Today the banking industry can be seen to be on the road to
recovery. But on that road there have been potholes of controversy. I'm
thinking Libor, excessive bonuses, payment protection mis-selling and foreign
exchange manipulation, to name a few.
But before we look at those in a bit more detail, let's
quickly recap on the financial crisis and what it did to UK banking. To do that
we need to start in the States.
In 2006 American banks started seeing a rapid rate of
default against sub-prime mortgages. These mortgages were granted to high risk
customers, many of whom didn't understand what they were getting into, and had
difficulties repaying the loans. The banks must take some responsibility for
their loose lending principles. For instance, they were happy to lend to NINJAs
- customers with No Income, No Job or Assets. And they also offered 'teaser'
type mortgages, with an initially low interest rate that was hiked up sharply a
few months later. With such a rate of default the price of houses dropped
substantially, and your average American became poorer, with many becoming
homeless.
Banks tried to mitigate their risk by selling bundles of
mortgages to secondary buyers such as investment banks. In a process known as
securitization, those secondary buyers might once again re-package the
mortgages and sell them as bonds or as something called a Collateralised
Mortgage Obligation. Essentially investors in these products are being paid
with the interest generated by the underlying mortgages. But as defaults
increased the value of these securities decreased.

● **AIM**
Answer these questions from the banking text:
1. In what year did American banks start seeing a rapid rate of default against sub-prime mortgages?
2. What does NINJA stand for?
3. What is the process called in which secondary buyers re-package mortgages and sell them as bonds?
Nothing in the rows is needed here.

[Object detection data]
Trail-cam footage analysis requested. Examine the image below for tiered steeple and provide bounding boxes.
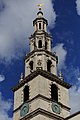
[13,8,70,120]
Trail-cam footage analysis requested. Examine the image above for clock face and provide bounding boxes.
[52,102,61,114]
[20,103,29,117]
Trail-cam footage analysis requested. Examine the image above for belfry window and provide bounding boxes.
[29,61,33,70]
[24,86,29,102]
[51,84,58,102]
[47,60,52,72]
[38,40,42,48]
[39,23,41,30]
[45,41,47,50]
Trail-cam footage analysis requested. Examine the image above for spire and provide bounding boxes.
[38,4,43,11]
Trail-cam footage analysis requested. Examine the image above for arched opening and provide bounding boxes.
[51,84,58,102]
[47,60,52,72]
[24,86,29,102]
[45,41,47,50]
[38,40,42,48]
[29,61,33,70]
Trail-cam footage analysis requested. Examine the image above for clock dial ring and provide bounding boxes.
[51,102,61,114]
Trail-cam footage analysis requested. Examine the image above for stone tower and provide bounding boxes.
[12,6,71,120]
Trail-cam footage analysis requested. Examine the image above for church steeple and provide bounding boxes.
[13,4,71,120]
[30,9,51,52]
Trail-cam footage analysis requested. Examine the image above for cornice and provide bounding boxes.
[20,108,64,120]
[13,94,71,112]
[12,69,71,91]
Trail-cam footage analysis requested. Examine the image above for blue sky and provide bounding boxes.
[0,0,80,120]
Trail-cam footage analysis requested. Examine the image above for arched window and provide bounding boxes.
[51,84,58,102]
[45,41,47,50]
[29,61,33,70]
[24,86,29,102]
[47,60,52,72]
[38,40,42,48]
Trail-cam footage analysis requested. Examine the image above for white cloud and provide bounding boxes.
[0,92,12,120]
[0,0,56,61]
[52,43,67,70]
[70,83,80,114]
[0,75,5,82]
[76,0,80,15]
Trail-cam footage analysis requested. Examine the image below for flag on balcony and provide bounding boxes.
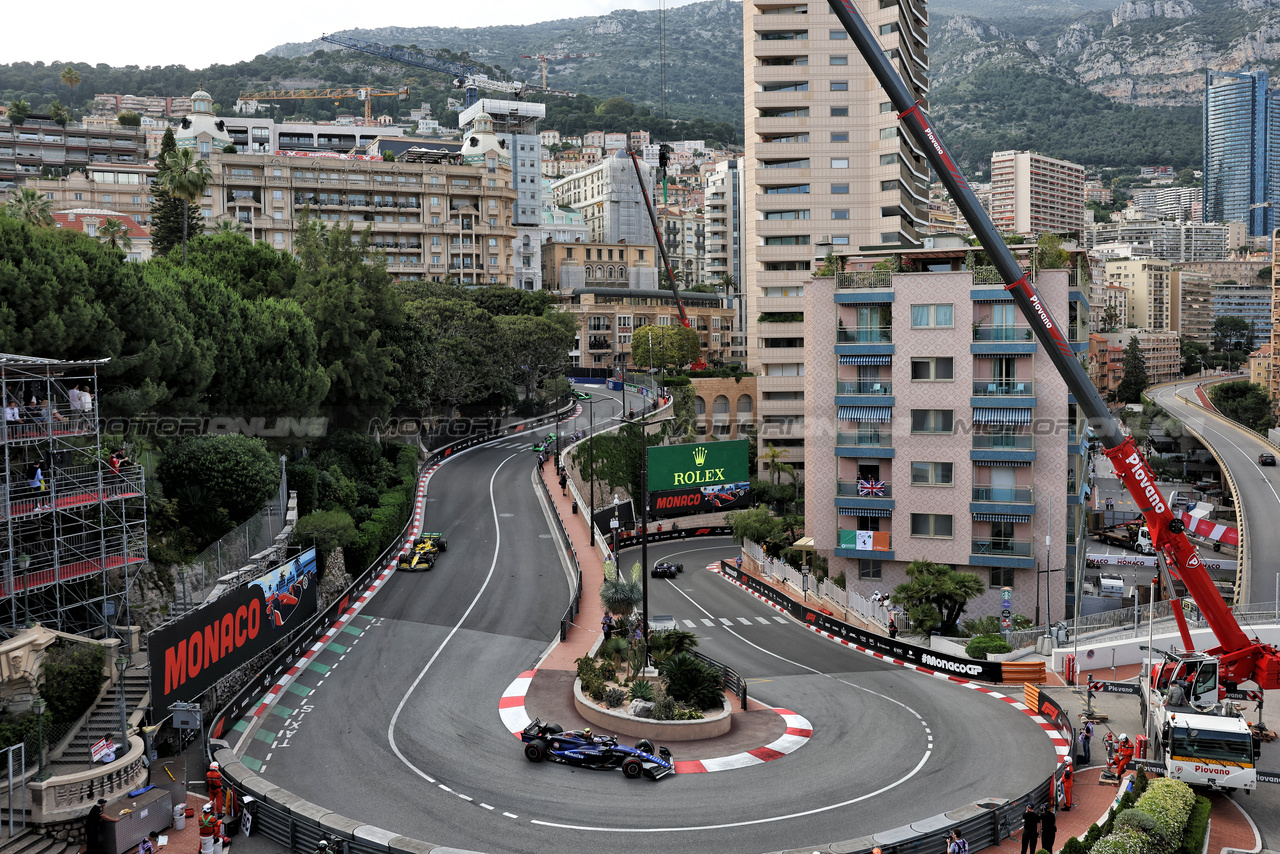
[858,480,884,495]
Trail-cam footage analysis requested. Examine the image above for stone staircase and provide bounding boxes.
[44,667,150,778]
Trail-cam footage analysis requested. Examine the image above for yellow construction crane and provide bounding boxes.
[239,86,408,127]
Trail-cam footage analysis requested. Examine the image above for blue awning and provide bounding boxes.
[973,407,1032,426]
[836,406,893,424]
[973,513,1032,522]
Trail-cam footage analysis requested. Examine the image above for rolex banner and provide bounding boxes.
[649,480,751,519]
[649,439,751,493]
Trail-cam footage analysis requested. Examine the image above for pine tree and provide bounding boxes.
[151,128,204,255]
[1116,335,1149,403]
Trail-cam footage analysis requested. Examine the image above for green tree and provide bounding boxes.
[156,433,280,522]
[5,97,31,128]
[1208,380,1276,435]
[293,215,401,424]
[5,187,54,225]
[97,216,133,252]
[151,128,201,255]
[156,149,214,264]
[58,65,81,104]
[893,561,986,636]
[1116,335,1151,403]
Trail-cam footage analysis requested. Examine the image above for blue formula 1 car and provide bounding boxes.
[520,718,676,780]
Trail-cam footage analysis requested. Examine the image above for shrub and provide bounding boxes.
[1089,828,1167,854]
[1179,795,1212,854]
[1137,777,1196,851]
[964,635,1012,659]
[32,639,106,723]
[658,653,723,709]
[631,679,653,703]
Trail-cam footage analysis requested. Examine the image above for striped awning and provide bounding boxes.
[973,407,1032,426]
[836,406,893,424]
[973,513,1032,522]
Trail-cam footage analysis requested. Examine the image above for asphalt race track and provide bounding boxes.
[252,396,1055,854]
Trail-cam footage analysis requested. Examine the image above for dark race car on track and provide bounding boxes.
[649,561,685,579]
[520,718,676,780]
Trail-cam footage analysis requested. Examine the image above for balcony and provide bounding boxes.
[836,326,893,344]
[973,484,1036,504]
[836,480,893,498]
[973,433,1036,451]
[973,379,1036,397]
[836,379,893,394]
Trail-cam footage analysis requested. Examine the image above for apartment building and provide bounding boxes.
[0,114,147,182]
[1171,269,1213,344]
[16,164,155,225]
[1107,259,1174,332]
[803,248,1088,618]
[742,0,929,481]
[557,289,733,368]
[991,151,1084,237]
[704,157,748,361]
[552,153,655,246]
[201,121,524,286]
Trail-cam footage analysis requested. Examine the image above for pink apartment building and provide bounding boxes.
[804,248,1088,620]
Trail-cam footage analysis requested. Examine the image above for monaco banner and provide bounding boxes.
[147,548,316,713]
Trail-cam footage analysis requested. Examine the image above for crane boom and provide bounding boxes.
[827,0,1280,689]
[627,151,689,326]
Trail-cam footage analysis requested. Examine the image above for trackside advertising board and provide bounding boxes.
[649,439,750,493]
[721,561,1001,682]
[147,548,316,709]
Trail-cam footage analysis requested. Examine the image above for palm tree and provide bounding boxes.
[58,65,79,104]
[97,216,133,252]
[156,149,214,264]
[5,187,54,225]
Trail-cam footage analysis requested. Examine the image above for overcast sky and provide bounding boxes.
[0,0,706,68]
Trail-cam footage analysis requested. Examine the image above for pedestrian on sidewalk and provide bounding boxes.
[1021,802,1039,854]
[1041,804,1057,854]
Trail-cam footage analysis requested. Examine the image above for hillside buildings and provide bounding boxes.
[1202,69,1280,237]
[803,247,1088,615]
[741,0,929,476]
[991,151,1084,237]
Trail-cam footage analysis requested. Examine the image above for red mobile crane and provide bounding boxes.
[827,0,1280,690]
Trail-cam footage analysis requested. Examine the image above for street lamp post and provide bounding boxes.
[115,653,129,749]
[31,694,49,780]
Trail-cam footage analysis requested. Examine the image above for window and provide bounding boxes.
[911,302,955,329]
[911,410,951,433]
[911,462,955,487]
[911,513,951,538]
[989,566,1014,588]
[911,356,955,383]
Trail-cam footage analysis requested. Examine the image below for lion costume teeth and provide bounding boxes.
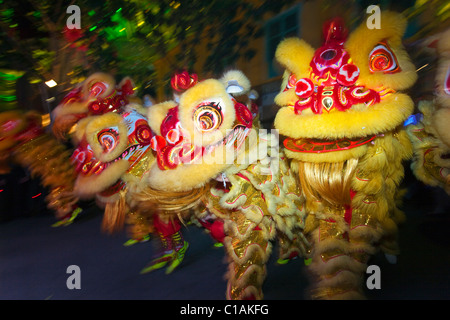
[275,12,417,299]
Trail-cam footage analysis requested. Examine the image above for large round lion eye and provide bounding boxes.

● **WRITTEN ANSWER**
1. 2006
2. No Income, No Job or Assets
3. Securitization